= Selected text =
· · · ·

Usage

Installation

Install from PyPI:

pip install record-convertor

Import the main classes:

from record_convertor import RecordConvertor, RecordConvertorWithRulesDict

Basic Concepts

A rules dict maps output field names to instructions for how to derive their values from the input record. The simplest rule is a direct field mapping:

rules = {
    "output_field": "input_field",
}

For nested input data, use dot-separated paths (powered by JMESPath):

rules = {
    "brand_name": "item.brand.name",       # nested dict access
    "first_tag": "item.tags[0]",            # list index access
}

Beyond simple mappings, rules can include:

  • Field conversions ($convert) — transform values in-place on the input record

  • Date formatting ($format_date) — convert between date formats

  • Commands ($fixed_value, $join, $point, etc.) — compute output values

  • Dataclass processing ($dataclass) — run records through Pydantic/dataclass models

  • Skip rules ($skip) — conditionally skip the entire record

  • Conditions — control when conversions or commands execute

Using Dict Rules

The simplest approach uses RecordConvertorWithRulesDict with a plain dict:

from record_convertor import RecordConvertorWithRulesDict

rules = {
    "name": "item.name",
    "city": "address.city",
}

convertor = RecordConvertorWithRulesDict(rule_dict=rules)
result = convertor.convert({"item": {"name": "Shop"}, "address": {"city": "Amsterdam"}})
# {"name": "Shop", "city": "Amsterdam"}

Using YAML Rules

For more complex rule sets, subclass RecordConvertor and point to a YAML file:

from record_convertor import RecordConvertor

class MyConvertor(RecordConvertor):
    pass

convertor = MyConvertor(rule_source="/path/to/rules.yaml")

· · · ·

= Data lines =
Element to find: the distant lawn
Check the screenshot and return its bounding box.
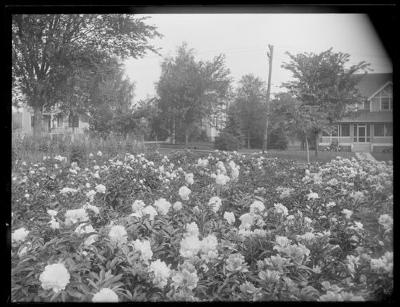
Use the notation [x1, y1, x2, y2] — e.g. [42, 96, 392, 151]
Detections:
[240, 149, 355, 162]
[371, 152, 393, 162]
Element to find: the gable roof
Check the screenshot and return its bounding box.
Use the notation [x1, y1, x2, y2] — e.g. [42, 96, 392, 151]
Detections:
[356, 73, 393, 98]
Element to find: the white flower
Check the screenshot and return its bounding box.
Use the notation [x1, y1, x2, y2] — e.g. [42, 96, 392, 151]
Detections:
[239, 213, 254, 229]
[274, 203, 289, 216]
[92, 288, 118, 303]
[307, 191, 319, 200]
[11, 227, 29, 243]
[215, 174, 230, 185]
[60, 188, 78, 194]
[186, 222, 199, 237]
[185, 173, 194, 185]
[149, 259, 171, 289]
[18, 246, 28, 258]
[178, 186, 192, 200]
[86, 190, 96, 201]
[49, 217, 60, 229]
[179, 236, 201, 258]
[133, 239, 153, 263]
[378, 214, 393, 230]
[83, 234, 99, 246]
[95, 184, 106, 194]
[132, 200, 146, 212]
[326, 201, 336, 208]
[142, 205, 158, 221]
[172, 201, 182, 211]
[342, 209, 353, 219]
[224, 212, 235, 225]
[65, 208, 89, 226]
[39, 263, 70, 293]
[108, 225, 128, 244]
[75, 224, 95, 235]
[47, 209, 58, 217]
[250, 200, 265, 214]
[197, 158, 208, 167]
[200, 234, 218, 261]
[208, 196, 222, 212]
[154, 198, 171, 215]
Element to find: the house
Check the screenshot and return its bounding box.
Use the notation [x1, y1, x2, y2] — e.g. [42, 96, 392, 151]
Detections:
[319, 73, 393, 152]
[12, 106, 89, 137]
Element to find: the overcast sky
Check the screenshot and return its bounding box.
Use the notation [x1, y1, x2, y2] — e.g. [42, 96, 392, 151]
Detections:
[125, 14, 392, 101]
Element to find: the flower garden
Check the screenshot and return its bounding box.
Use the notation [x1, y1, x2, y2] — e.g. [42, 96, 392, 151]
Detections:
[11, 151, 393, 302]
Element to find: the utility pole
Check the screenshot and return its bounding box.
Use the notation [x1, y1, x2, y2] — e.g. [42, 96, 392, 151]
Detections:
[263, 45, 274, 153]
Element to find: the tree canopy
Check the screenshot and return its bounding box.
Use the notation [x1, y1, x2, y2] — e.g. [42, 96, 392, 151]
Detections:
[156, 44, 231, 143]
[12, 14, 160, 135]
[282, 48, 369, 154]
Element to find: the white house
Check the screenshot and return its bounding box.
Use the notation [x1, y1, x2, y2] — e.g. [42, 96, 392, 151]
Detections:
[12, 106, 89, 140]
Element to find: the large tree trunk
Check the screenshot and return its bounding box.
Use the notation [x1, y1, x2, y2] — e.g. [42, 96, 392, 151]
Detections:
[185, 129, 189, 146]
[172, 115, 176, 144]
[33, 107, 43, 137]
[315, 133, 319, 157]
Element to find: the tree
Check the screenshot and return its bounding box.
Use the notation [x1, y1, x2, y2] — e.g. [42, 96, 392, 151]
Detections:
[156, 44, 231, 144]
[12, 14, 160, 134]
[234, 74, 266, 148]
[282, 48, 369, 156]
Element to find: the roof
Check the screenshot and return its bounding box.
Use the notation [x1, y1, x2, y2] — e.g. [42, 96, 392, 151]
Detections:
[355, 73, 393, 98]
[340, 112, 393, 123]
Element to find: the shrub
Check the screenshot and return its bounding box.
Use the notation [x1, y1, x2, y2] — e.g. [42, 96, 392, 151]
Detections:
[214, 132, 240, 151]
[268, 128, 289, 150]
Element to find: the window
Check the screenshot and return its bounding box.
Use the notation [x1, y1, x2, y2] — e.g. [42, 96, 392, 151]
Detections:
[69, 114, 79, 128]
[332, 126, 339, 136]
[341, 124, 350, 136]
[385, 124, 393, 136]
[381, 97, 390, 111]
[374, 124, 385, 136]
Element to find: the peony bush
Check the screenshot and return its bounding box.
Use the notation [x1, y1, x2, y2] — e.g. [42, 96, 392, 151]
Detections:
[11, 151, 393, 302]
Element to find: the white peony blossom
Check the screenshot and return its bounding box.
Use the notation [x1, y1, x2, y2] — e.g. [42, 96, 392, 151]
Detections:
[133, 239, 153, 263]
[185, 173, 194, 185]
[142, 206, 158, 221]
[154, 198, 171, 215]
[11, 227, 29, 243]
[208, 196, 222, 212]
[274, 203, 289, 216]
[307, 191, 319, 200]
[108, 225, 128, 244]
[92, 288, 118, 303]
[172, 201, 182, 211]
[75, 224, 96, 235]
[47, 209, 58, 217]
[95, 184, 106, 194]
[149, 259, 171, 289]
[179, 236, 201, 258]
[186, 222, 199, 237]
[239, 213, 254, 229]
[178, 186, 192, 200]
[224, 212, 235, 225]
[342, 209, 353, 219]
[39, 263, 70, 293]
[65, 208, 89, 226]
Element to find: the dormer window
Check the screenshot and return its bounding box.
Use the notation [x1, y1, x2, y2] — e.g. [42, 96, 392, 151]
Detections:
[371, 84, 393, 111]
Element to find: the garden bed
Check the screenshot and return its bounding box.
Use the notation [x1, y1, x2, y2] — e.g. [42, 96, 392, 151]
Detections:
[11, 151, 393, 302]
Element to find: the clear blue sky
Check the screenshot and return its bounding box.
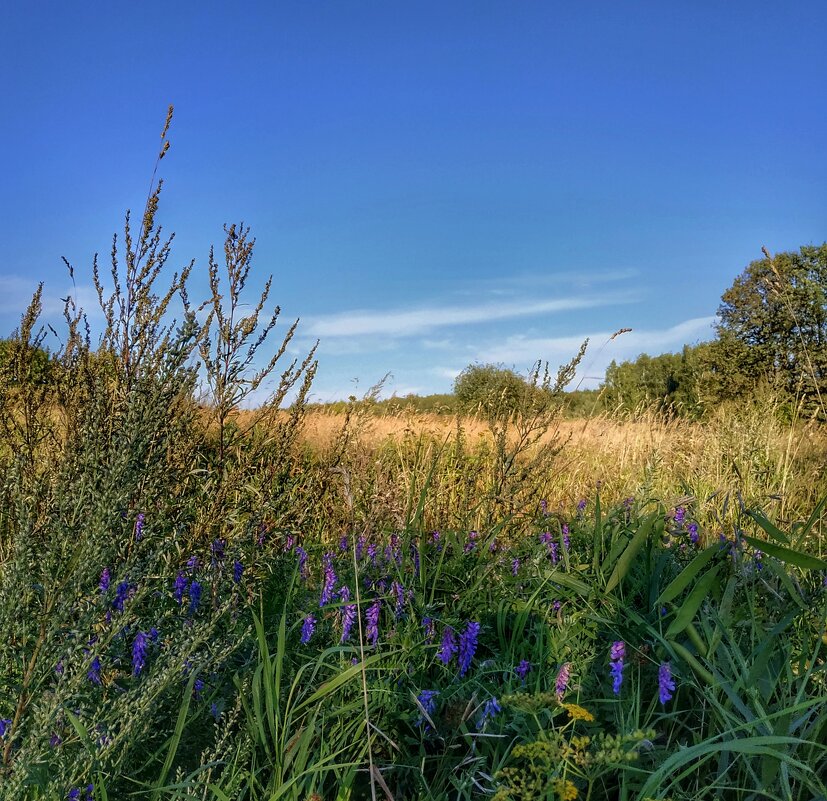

· · · ·

= Exercise requirements =
Extend the record-convertor usage guide by writing what comes after its YAML rules example.

= Task output =
result = convertor.convert(input_record)

The YAML file uses the same structure as the dict rules:

name: item.name
city: address.city
website:
  $convert_website:
    fieldname: item.url
    actions:
      - action_type: remove_params_from_url
        action_value: item.url

Rule Types Overview

Field Mapping

A string value maps an output key directly to an input field path:

{"output_key": "input.field.path"}

Field Conversions ($convert)

Transform a field value in-place on the input record before it is mapped to output. See Field Convertors for the full reference.

{
    "$convert_price": {
        "fieldname": "item.price_str",
        "actions": [
            {"action_type": "to_str", "action_value": "item.price_str"}
        ]
    },
    "price": "item.price_str",
}

Date Formatting ($format_date)

Convert date fields between formats. See Date Convertors.

{
    "$format_date_opened": {
        "date_field": "opened_date",
        "format": "DD-MM-YYYY",
    },
    "opened": "opened_date",
}

Commands ($)

Compute output values using command functions. See Command Processor.

{
    "location": {"$point": {"lat": "latitude", "lon": "longitude"}},
    "full_name": {"$join": {"fields": ["first_name", "last_name"], "separator": " "}},
}

Skip Rules ($skip)

Conditionally skip the entire record. See Conditions.

{
    "$skip": {
        "fieldname": "status",
        "condition": {"equals": "inactive"},
    }
}

Dataclass Processing ($dataclass)

Run a record through a Pydantic model or dataclass. See Dataclass Processor.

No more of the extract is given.